[BLOCCO DI TESTO]
• • • •

Dantedì: la selva oscura di Daniela Fontanesi in vetrina a Studio 10
Sarà allestita fino al 18 di aprile.
E' visionabile da oggi, 25 marzo 2021, Dantedì, e fino al 18 aprile la personale dell'artista Daniela Fontanesi. Principalmente vetri decorati che sono sia sculture che figurazioni. La "selva" è formata da alberi e rami, da luci e ombre. Non è solo "oscura", perché il vetro è dopotutto una forma luminosa che però si intorpidisce in grovigli di vario genere. Anche il corpo umano, con le forme ramificate del sistema circolatorio e polmonare, diventa un "selva", in cui si annidano "fiere". E fiere che uccidono, come stiamo purtroppo vivendo. "La mia selva oscura", di Daniela, è in realtà la nostra dove, vaghiamo smarriti, sempre a rischio di precipitare nei gironi di un Inferno in terra, popolato, se vogliamo da angeli, spesso impotenti.

• • • •

[DATI FORNITI]

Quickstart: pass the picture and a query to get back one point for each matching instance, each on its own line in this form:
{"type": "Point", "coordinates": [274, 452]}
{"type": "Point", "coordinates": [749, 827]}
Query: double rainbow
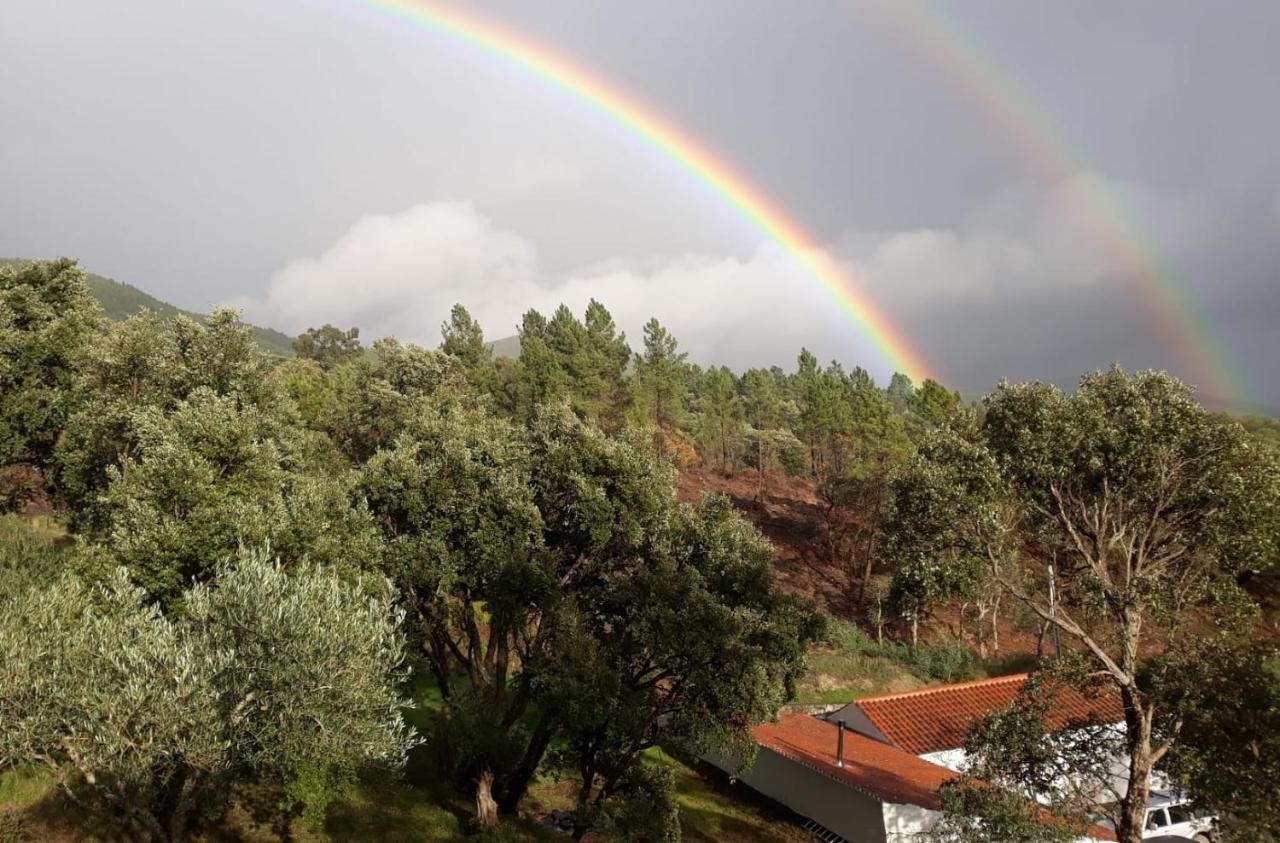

• • • •

[CONSEGNA 1] Nel testo sulla mostra, sostituisca "vetri decorati" con "vetri dipinti" e riporti tutto il brano da "Dantedì: la selva" giù fino a "angeli, spesso impotenti.".
[CONSEGNA 2] Prosegua il testo sulla mostra dedicata alla selva oscura, scrivendone il seguito dopo l'ultima frase.

[SVOLGIMENTO 1]
Dantedì: la selva oscura di Daniela Fontanesi in vetrina a Studio 10
Sarà allestita fino al 18 di aprile.
E' visionabile da oggi, 25 marzo 2021, Dantedì, e fino al 18 aprile la personale dell'artista Daniela Fontanesi. Principalmente vetri dipinti che sono sia sculture che figurazioni. La "selva" è formata da alberi e rami, da luci e ombre. Non è solo "oscura", perché il vetro è dopotutto una forma luminosa che però si intorpidisce in grovigli di vario genere. Anche il corpo umano, con le forme ramificate del sistema circolatorio e polmonare, diventa un "selva", in cui si annidano "fiere". E fiere che uccidono, come stiamo purtroppo vivendo. "La mia selva oscura", di Daniela, è in realtà la nostra dove, vaghiamo smarriti, sempre a rischio di precipitare nei gironi di un Inferno in terra, popolato, se vogliamo da angeli, spesso impotenti.

[SVOLGIMENTO 2]
Tante sono le considerazioni che l'arte su vetro della nota artista e docente cittadina evocano.
In ogni caso ancora una volta "Studio Dieci" si dimostra in grado di veicolare Arte nonostante tutto, il centro culturale presieduto da Carla Crosio, giunto al suo cinquantesimo anno di vita si conferma come luogo da cui far partire percorsi di ricerca e di riflessione.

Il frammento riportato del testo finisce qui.